* **DOCUMENT SEGMENT**:
◇ ◇ ◇ ◇ ◇ ◇ ◇

Green returns to his hotel paranoid of capture by the police. He finds that the doctor he consults for minor burns suffered during the raid and subsequent fire at the theater, the waitress at the hotel restaurant, and even the stylist at the hair salon beneath it all seem to work for the police organization that is tracking him. He leaves the hotel hoping to learn more, but is locked out upon his return and must accept a car ride from the waitress, Fanny. They go to an Italian restaurant which Green recognizes as being from his world. He and Fanny discuss the little they know about North's gang, the two worlds, and Lara.

The alternate world is nearly identical to his, the one of contemporary America, save for a few societal and physical disparities. The people from "There" (as Green comes to think of it) are physically identical to those from Here, but for that the men naturally die from sex. Technology seems to be generally inferior There, although some anomalies such as seemingly magical and remarkably articulate robotic dolls exist, perhaps invented to suit matriarchal needs. Roads and buildings seem to be in similar places, though occupied by different establishments and patrons. Time passes much more quickly Here, although they both seem to be in the same general era. There is no indication when passing between the worlds, though the doors between them seem to be accessible only to certain people and those who they know. Objects can accompany people between the worlds, though they may eventually filter themselves back to the world of their origin.

When they leave the restaurant, Green returns to his own world through its door, but Fanny inadvertently follows Lara's aforementioned instructions and remains in her own. Green finds that, though he had only been in the alternate world for perhaps four days, he has been missing from his own for over a month. He is told that he must receive a medical checkup before he can return to work, and in doing so it is revealed that he has now made eight visits to a psychiatrist for a "breakdown". He is hospitalized, but released after admitting that the alternate world was most likely a dream. Over the next few years he returns to his previous life as a salesman, forgetting about Lara and There.

◇ ◇ ◇ ◇ ◇ ◇ ◇

* **DATASET EXCERPTS**:

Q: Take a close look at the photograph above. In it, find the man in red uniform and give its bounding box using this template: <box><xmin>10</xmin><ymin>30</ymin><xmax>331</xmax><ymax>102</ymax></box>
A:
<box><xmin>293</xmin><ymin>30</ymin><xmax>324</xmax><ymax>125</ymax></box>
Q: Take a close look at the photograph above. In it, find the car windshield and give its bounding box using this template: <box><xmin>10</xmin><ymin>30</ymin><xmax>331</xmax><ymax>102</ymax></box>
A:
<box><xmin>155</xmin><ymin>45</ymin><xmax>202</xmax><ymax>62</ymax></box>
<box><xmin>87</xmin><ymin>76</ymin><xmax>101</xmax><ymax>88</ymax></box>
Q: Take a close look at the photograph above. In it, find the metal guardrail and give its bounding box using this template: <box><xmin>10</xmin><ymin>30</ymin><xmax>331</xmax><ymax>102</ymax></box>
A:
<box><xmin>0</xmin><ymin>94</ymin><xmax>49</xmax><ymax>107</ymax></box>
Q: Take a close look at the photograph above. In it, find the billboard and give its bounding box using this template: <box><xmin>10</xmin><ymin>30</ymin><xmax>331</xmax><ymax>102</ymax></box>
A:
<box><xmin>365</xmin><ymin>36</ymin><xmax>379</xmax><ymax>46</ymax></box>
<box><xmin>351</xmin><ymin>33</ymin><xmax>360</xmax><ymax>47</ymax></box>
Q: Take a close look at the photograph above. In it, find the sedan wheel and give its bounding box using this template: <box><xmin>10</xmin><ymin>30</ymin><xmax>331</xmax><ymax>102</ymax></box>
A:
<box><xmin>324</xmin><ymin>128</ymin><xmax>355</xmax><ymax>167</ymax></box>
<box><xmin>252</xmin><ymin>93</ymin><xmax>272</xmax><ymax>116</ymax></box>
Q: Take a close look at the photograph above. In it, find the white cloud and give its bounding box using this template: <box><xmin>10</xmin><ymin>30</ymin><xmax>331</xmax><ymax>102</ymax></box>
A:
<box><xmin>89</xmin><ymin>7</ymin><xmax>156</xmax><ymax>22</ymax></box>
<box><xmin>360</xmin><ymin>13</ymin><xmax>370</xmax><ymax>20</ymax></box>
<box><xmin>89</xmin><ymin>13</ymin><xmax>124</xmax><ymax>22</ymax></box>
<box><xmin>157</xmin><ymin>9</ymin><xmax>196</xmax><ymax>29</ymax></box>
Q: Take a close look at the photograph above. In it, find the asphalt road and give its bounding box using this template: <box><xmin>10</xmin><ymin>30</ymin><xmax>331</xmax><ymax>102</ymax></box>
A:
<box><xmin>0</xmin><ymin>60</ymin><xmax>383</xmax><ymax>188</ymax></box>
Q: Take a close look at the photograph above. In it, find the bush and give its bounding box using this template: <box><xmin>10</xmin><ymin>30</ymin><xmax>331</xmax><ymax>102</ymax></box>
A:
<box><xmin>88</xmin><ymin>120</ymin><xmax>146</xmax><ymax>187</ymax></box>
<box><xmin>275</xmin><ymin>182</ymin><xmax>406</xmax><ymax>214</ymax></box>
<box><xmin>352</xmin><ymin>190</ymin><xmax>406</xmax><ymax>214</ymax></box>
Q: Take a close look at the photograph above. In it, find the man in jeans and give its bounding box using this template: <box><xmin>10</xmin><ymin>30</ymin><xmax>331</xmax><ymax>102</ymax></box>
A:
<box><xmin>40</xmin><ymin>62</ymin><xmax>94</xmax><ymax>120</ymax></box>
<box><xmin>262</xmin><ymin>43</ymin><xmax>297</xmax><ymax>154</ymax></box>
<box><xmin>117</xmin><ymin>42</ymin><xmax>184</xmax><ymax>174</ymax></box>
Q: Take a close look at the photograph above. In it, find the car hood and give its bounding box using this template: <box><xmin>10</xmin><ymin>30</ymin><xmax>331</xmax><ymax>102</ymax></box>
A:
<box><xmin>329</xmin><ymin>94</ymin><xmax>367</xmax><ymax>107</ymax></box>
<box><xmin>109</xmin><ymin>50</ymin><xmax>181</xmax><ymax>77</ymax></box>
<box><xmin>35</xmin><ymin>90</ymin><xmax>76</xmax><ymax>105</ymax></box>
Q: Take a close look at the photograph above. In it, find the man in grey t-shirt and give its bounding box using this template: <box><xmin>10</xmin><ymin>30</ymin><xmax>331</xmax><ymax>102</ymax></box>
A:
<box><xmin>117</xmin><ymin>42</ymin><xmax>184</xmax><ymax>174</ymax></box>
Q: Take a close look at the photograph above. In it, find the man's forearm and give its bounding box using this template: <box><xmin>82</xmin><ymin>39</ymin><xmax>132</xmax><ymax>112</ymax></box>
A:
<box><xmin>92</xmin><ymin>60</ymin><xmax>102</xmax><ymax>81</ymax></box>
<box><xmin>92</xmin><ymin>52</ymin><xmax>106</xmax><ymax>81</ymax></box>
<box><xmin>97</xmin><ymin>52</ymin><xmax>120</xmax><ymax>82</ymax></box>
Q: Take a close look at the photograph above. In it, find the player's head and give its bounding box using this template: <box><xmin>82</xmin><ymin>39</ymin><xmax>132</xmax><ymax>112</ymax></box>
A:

◇ ◇ ◇ ◇ ◇ ◇ ◇

* **EXERCISES TO COMPLETE**:
• a. Duplicate the plot summary from "Green returns to his hotel" to "worlds, and Lara.".
• b. In the plot summary, how long has Green been missing from his own world when he gets back?
Work from the plot summary alone, not the records.

* **RESPONSES**:
• a.
Green returns to his hotel paranoid of capture by the police. He finds that the doctor he consults for minor burns suffered during the raid and subsequent fire at the theater, the waitress at the hotel restaurant, and even the stylist at the hair salon beneath it all seem to work for the police organization that is tracking him. He leaves the hotel hoping to learn more, but is locked out upon his return and must accept a car ride from the waitress, Fanny. They go to an Italian restaurant which Green recognizes as being from his world. He and Fanny discuss the little they know about North's gang, the two worlds, and Lara.

• b. Over a month.